### DIRECTIONS FOR THIS TASK
Write out the entries once more, exactly as they appear.

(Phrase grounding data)
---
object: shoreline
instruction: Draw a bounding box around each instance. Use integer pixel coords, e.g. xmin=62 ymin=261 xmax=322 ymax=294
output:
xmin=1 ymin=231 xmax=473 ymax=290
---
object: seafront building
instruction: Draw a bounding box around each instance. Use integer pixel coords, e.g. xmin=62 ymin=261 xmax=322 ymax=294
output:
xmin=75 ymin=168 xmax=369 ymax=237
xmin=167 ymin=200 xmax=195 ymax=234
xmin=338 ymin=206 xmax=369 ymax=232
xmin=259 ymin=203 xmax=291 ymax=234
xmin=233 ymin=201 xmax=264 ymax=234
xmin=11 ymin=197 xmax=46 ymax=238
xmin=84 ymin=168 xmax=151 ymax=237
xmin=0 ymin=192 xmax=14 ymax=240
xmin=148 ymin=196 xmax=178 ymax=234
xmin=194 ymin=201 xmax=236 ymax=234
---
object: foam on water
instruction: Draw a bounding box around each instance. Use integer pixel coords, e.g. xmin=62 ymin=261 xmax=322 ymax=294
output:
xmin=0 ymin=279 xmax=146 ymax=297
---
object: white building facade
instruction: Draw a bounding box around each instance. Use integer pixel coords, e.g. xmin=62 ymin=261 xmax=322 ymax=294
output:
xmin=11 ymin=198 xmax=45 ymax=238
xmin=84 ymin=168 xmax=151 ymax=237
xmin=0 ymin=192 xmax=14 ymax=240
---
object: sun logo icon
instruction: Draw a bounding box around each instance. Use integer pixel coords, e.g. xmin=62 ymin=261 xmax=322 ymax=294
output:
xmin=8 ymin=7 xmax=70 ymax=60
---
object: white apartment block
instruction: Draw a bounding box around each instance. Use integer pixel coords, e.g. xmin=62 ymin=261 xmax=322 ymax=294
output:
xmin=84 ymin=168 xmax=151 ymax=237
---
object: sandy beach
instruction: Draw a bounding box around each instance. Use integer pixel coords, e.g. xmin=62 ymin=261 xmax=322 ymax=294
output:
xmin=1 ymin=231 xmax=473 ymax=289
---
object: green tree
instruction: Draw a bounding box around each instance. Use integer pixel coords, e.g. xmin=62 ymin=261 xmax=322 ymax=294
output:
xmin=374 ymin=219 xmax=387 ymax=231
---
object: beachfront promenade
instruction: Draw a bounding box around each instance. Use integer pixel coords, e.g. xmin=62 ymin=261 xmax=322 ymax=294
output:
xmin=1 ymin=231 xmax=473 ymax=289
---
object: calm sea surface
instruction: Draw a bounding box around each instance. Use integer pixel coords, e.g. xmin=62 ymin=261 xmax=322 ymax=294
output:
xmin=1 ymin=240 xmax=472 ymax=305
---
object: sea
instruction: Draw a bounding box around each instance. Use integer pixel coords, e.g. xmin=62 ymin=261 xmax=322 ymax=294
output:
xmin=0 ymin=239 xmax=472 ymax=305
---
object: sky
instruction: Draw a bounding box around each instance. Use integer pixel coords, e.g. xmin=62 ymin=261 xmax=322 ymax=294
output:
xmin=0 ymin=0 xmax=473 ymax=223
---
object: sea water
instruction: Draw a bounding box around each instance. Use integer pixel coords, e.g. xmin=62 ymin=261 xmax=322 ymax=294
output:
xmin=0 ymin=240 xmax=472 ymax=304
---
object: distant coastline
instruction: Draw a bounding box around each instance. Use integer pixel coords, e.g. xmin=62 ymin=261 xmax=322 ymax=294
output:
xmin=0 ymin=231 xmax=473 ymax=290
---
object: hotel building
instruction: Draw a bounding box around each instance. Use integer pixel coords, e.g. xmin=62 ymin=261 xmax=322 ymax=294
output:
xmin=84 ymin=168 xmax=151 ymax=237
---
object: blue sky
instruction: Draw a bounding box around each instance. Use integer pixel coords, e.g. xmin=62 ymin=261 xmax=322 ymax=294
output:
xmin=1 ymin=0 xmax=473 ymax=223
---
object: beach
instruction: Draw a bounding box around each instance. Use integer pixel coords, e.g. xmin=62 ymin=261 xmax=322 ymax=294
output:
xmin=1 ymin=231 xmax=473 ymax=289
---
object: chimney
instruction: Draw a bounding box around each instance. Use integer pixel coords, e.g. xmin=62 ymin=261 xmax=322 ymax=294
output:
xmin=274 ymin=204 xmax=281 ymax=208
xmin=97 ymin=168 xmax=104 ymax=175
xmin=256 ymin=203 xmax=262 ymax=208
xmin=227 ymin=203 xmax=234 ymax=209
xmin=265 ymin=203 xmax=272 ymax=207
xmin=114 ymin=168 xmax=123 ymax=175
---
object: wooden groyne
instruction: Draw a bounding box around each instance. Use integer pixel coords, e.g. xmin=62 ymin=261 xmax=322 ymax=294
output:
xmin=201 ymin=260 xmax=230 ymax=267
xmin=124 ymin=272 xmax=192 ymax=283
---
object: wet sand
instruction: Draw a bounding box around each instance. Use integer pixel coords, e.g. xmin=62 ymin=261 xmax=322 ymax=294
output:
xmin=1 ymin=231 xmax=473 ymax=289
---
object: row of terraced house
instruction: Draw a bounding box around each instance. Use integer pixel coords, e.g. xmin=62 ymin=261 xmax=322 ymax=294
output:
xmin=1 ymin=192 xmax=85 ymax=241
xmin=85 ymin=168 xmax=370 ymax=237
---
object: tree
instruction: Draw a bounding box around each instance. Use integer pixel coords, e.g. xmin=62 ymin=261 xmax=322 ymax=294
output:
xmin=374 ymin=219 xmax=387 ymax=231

### OUTPUT OF THE TASK
---
object: shoreline
instruction: Draw a bounding box around each instance. Use integer pixel coords, e.g. xmin=62 ymin=261 xmax=322 ymax=294
output:
xmin=1 ymin=231 xmax=473 ymax=290
---
object: seafront building
instruction: Draw a bounding box around each instance. Use integer pixel coords, e.g. xmin=62 ymin=261 xmax=322 ymax=294
output:
xmin=75 ymin=168 xmax=369 ymax=237
xmin=167 ymin=200 xmax=195 ymax=234
xmin=338 ymin=206 xmax=369 ymax=232
xmin=259 ymin=203 xmax=291 ymax=234
xmin=233 ymin=201 xmax=264 ymax=234
xmin=11 ymin=197 xmax=46 ymax=238
xmin=84 ymin=168 xmax=151 ymax=237
xmin=0 ymin=192 xmax=14 ymax=240
xmin=148 ymin=196 xmax=178 ymax=234
xmin=194 ymin=201 xmax=236 ymax=234
---
object: foam on water
instruction: Draw a bounding box around each instance. Use integer pixel coords, e.g. xmin=62 ymin=261 xmax=322 ymax=294
output:
xmin=0 ymin=279 xmax=146 ymax=297
---
object: white building facade
instruction: Draw a bounding box around each instance. Use integer pixel coords, e.g. xmin=62 ymin=261 xmax=322 ymax=294
output:
xmin=11 ymin=198 xmax=45 ymax=238
xmin=84 ymin=168 xmax=151 ymax=237
xmin=0 ymin=192 xmax=14 ymax=240
---
object: sun logo icon
instruction: Draw a bounding box around each instance. Use integer pixel coords, e.g. xmin=62 ymin=261 xmax=322 ymax=294
output:
xmin=8 ymin=7 xmax=70 ymax=60
---
object: white apartment block
instruction: Draw a bounding box around each instance. Use integer pixel coords, e.g. xmin=62 ymin=261 xmax=322 ymax=294
output:
xmin=84 ymin=168 xmax=151 ymax=237
---
object: sandy beach
instruction: Draw a bounding box around each instance. Use integer pixel coords, e.g. xmin=62 ymin=261 xmax=322 ymax=294
output:
xmin=1 ymin=231 xmax=473 ymax=289
---
object: green tree
instruction: Draw a bounding box around each instance. Use integer pixel coords, e.g. xmin=62 ymin=261 xmax=322 ymax=294
output:
xmin=374 ymin=219 xmax=387 ymax=231
---
object: beachfront promenade
instruction: Draw a bounding box around each instance. Use integer pixel coords, e.g. xmin=62 ymin=261 xmax=322 ymax=294
output:
xmin=1 ymin=231 xmax=473 ymax=289
---
object: calm sea surface
instruction: Draw a bounding box around each instance. Use integer pixel coords, e.g. xmin=62 ymin=261 xmax=322 ymax=294
output:
xmin=1 ymin=240 xmax=472 ymax=305
---
object: sea
instruction: Draw a bounding box around each instance. Use integer pixel coords, e.g. xmin=62 ymin=261 xmax=322 ymax=294
output:
xmin=0 ymin=239 xmax=472 ymax=305
---
object: sky
instruction: Draw a bounding box around each instance. Use integer pixel coords, e.g. xmin=62 ymin=261 xmax=322 ymax=294
output:
xmin=0 ymin=0 xmax=473 ymax=223
---
object: sea water
instruction: Draw a bounding box around each instance. Use integer pixel coords, e.g. xmin=62 ymin=261 xmax=322 ymax=294
output:
xmin=0 ymin=240 xmax=472 ymax=304
---
object: distant coastline
instruction: Draw a bounding box around each instance. Use integer pixel coords, e.g. xmin=62 ymin=261 xmax=322 ymax=294
output:
xmin=0 ymin=231 xmax=473 ymax=290
---
object: hotel building
instruction: Draw a bounding box around each instance. Use integer pixel coords, e.g. xmin=62 ymin=261 xmax=322 ymax=294
output:
xmin=84 ymin=168 xmax=151 ymax=237
---
object: blue sky
instruction: Draw a bounding box around each instance. Use integer pixel coords, e.g. xmin=62 ymin=261 xmax=322 ymax=294
output:
xmin=1 ymin=0 xmax=473 ymax=223
---
object: beach
instruction: Draw a bounding box around each instance. Use integer pixel coords, e.g. xmin=62 ymin=261 xmax=322 ymax=294
output:
xmin=1 ymin=231 xmax=473 ymax=289
---
object: chimney
instruction: Draw a bounding box around each instance. Use integer pixel coords, e.g. xmin=62 ymin=261 xmax=322 ymax=294
output:
xmin=274 ymin=204 xmax=281 ymax=208
xmin=97 ymin=168 xmax=104 ymax=175
xmin=256 ymin=203 xmax=262 ymax=208
xmin=227 ymin=203 xmax=234 ymax=209
xmin=265 ymin=203 xmax=272 ymax=207
xmin=114 ymin=168 xmax=123 ymax=175
---
object: wooden groyne
instruction: Draw a bounding box around each instance. Use integer pixel coords, e.g. xmin=62 ymin=261 xmax=322 ymax=294
output:
xmin=201 ymin=260 xmax=230 ymax=267
xmin=124 ymin=272 xmax=192 ymax=283
---
object: wet sand
instruction: Draw a bounding box around each instance. Use integer pixel coords, e.g. xmin=62 ymin=261 xmax=322 ymax=294
output:
xmin=1 ymin=231 xmax=473 ymax=289
---
object: row of terraced house
instruction: Draw a bounding box around each instance. Use integer pixel coords, e.g. xmin=62 ymin=261 xmax=322 ymax=294
output:
xmin=1 ymin=192 xmax=85 ymax=241
xmin=85 ymin=168 xmax=370 ymax=237
---
object: tree
instruction: Draw a bounding box around each instance. Use integer pixel coords, e.g. xmin=62 ymin=261 xmax=322 ymax=294
output:
xmin=374 ymin=219 xmax=387 ymax=231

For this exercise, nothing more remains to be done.